▸ Text provided
A crumbling monument?
Some commentators have expressed alarm at the recent Inner House decision on expenditure incurred in reliance on representations that a contract existed, but is that justified?
A new client comes to visit. “I’m sure I had a deal”, he moans. “In fact, the other side led me to believe there was one. Now I gather that whatever agreement we had, there wasn’t a legal contract. I spent a fortune. It’s not fair. I want it back.”
He explains that he has been to his “usual solicitors”, who have told him that as there was no legal contract, he has no claim. He understands from gossip at the golf club that you are the person with all the answers. Mentally preening yourself, you start to think of remedies. Misrepresentation might come to mind, or possibly unjust enrichment? Entirely justifying the gossip, you may even start to think of something which has come to be known as “Melville Monument liability”. If so, a recent decision (12 February 2010) of an Extra Division, comprising Lords Osborne, Hardie and Marnoch, might now make you pause before encouraging the hopeful client to commit resource to a litigation which might conceivably end up in the Inner House.
What is Melville Monument liability?
For those who do not claim to “have all the answers”, the name derives from the case of Walker v Milne (1823) 2S 379, where a claim was made for expenditure incurred in preparing a site for the erection of a monument to Viscount Melville which the subscribers to that enterprise subsequently built somewhere else.
The authorities, such as they were, were reviewed by Lord Cullen (then sitting in the Outer House) in Dawson International v Coats Patons 1988 SLT 854. Lord Cullen concluded that there had to be representations by the other party. The party incurring the expenditure had to rely on an implied assurance that there was a binding contract when in fact there was no more than an agreement which in legal terms fell somewhere short of that. There had nevertheless to be an agreement. In that event, while (not being legally binding) the “agreement” could not be enforced, it was “unconscionable” that the party who had spent money in implement of his part of the supposed deal should be denied reimbursement.
This was an “exceptional” branch of the law. It was not necessary as an equitable remedy where there was bad faith or a fraudulent misrepresentation (or indeed a negligent one). It did depend on agreement, because “the law does not favour the recovery of expenditure made merely in the hope or expectation of agreement being entered into or of a stated intention being fulfilled”.
Dawson International was appealed but no challenge was debated in the Inner House to that element of Lord Cullen’s decision.
Apart from Lord Cullen’s review, the only other recent – at least relatively recent – discussion of this form of liability arose in Bank of Scotland v 3i plc 1990 SC 215 where, in the Inner House, Lord Cameron of Lochbroom dealt with the matter briefly. Absent any suggestion that, in Bank of Scotland, there was an implied assurance of a binding contract when in fact there was no more than an “agreement”, no case of Melville Monument liability arose. However, “equally conclusive” for Lord Cameron was that the remedy was an equitable one and “only available in limited circumstances”. He agreed with Lord Cullen that there was no need to resort to it when misrepresentation arose, and in Bank of Scotland there was already a misrepresentation case before the court.
Khaliq: no liability
In Khaliq, briefly, Mr Khaliq, a shopowner, had it in mind to join the Londis Group and trade under their banner. He entered into discussions with representatives. Correspondence ensued. Ultimately, the deal was never finalised. He sued in Glasgow Sheriff Court, alleging (1) breach of contract, and (2) Melville Monument liability. He abandoned his claim for breach of contract, eventually accepting that the intended contract was never completed.

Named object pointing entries
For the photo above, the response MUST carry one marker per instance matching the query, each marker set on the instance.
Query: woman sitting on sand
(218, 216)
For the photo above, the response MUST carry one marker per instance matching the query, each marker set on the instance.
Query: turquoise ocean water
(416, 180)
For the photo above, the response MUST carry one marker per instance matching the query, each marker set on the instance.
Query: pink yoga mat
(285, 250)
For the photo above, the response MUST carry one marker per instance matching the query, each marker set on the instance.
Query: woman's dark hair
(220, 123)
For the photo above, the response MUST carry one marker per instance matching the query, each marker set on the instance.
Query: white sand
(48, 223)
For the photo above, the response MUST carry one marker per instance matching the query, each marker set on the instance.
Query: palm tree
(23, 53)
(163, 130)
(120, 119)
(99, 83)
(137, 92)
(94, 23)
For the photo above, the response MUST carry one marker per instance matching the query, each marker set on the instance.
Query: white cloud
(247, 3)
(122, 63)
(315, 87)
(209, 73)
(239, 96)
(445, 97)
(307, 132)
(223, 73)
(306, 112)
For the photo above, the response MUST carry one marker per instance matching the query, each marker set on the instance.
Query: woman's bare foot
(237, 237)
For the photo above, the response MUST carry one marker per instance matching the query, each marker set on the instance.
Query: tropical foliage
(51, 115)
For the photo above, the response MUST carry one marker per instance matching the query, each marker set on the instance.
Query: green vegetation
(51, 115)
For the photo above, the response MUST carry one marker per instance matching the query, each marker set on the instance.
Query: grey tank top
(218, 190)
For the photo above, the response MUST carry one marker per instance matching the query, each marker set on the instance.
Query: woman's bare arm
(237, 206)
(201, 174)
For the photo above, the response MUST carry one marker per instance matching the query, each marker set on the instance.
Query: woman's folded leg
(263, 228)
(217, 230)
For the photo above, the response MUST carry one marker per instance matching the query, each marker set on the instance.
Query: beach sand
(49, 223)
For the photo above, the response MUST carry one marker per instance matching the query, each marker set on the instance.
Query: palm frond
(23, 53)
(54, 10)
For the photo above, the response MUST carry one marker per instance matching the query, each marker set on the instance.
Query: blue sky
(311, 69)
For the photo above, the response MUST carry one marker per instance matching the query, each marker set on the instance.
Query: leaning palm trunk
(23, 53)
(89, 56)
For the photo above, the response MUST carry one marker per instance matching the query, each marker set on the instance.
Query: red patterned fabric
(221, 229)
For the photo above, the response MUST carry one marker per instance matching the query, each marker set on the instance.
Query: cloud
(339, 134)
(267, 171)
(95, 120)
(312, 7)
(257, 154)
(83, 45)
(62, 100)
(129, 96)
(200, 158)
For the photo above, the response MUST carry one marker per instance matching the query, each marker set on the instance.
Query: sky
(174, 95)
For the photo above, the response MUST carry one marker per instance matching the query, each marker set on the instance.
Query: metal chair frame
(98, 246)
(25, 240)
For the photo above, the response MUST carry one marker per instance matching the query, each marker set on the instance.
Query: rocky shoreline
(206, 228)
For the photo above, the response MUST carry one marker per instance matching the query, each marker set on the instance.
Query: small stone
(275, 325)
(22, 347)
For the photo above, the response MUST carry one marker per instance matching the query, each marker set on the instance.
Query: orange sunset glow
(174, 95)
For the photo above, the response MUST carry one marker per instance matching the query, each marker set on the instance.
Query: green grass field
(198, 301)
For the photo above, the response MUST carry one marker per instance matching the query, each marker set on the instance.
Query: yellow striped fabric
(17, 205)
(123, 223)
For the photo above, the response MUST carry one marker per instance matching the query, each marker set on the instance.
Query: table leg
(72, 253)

▸ Stated problem 1
Name every judge mentioned in the article on Melville Monument liability, with titles included.
▸ Stated problem 2
Carry on the article on Melville Monument liability from the point where it ends.

▸ Final answer 1
Lord Osborne
Lord Hardie
Lord Marnoch
Lord Cullen
Lord Cameron of Lochbroom

▸ Final answer 2
That left Melville Monument liability. Mr Khaliq claimed that he relied on assurances by Londis’s representatives that there was a binding contract and, on the basis of these assurances, incurred expenditure (primarily on shopfitting works for one of his premises). The sheriff upheld his argument that there had been implied assurances that a contract existed, but rejected his claim. He appealed to the Court of Session.
The leading judgment was given by Lord Osborne. In so doing he was prepared to proceed on the assumption that Melville Monument liability was a sound basis for a claim (of which more later). On that assumption, he looked closely at the items of expenditure claimed by Mr Khaliq. As he put it: “The question then must be whether, in laying out that expenditure, [Khaliq] acted in reliance on an implied assurance by [Londis] that there was a binding contract between them, when there was not, and that the expenditure was in implement of [Khaliq’s] supposed obligations under that contract.”
In Lord Osborne’s view, that was not the case. Mr Khaliq had not spent the money in fulfilment of supposed obligations incumbent upon himself, but because of earlier representations which were no part of any potential contract. In addition, by part way through events, Mr Khaliq had had a letter from Londis from which it must have been absolutely plain that there was no contract – so any expenditure after that date could only have been by his own voluntary decision.
Finally, and perhaps significantly given the use of this form of liability as an equitable remedy, Lord Osborne pointed out that the expenditure in question effected improvements to Mr Khaliq’s own properties from which he continued to trade. It could not be said he had received no benefit. How could it ever therefore be said that it was “unconscionable” that he should be denied reimbursement of that expenditure?
“Putting the matter in another way”, he commented, “it is difficult to see why, in a context in which [Khaliq] has in fact benefited from his own expenditure, it should be seen as equitable that he should recover it from [Londis]”.
Lord Hardie agreed with Lord Osborne. Lord Marnoch also did so (while adding some comments of his own). In Lord Marnoch’s view, there was no “imperfect” agreement but merely representations inducing a belief that there was a contract. Accordingly, the claim did not fall within Melville Monument liability at all. So Mr Khaliq’s claim failed again.
More significantly for future practice – and advice by those renowned in the proverbial golf club – Lord Osborne (in comments already described as “really disturbing”: “Melville Monument liability: some doubtful dicta”, Edinburgh University Scots Law News online, 13 February 2010) questioned whether there was any real basis for the continued existence of this form of liability, effectively deriving from a case dating back to the 19th century. The justification was said to be equitable, but the circumstances under which the court had considered where the equities lay – and why – had changed. The rule requiring corroboration in civil proceedings had gone. The requirements for proof of certain forms of contract had changed and the law relating to negligent misrepresentation had developed. Thus, in Lord Osborne’s view, the whole question of the survival or scope of Melville Monument liability might usefully be revisited.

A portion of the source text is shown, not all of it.